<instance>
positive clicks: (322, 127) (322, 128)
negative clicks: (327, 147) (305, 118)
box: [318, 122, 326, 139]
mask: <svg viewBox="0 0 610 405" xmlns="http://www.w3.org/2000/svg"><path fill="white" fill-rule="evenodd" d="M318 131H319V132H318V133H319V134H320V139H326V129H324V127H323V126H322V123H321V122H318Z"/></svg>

----

Copy out every row above word for word.

<instance>
positive clicks: (322, 127) (322, 128)
negative clicks: (327, 147) (305, 118)
box: [318, 122, 326, 139]
mask: <svg viewBox="0 0 610 405" xmlns="http://www.w3.org/2000/svg"><path fill="white" fill-rule="evenodd" d="M318 131H319V132H318V133H319V134H320V139H326V129H324V127H323V126H322V123H321V122H318Z"/></svg>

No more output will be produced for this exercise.